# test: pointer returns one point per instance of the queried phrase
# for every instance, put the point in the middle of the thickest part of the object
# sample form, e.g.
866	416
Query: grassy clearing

==========

■ WORK ITEM:
All the records, from the first line to the last: repeat them exactly.

■ ANSWER:
# test: pointer returns one point per instance of the queried phrase
# for every instance, put the point in the middle of the thickest part of the object
# sample form, e.g.
866	416
Query: grassy clearing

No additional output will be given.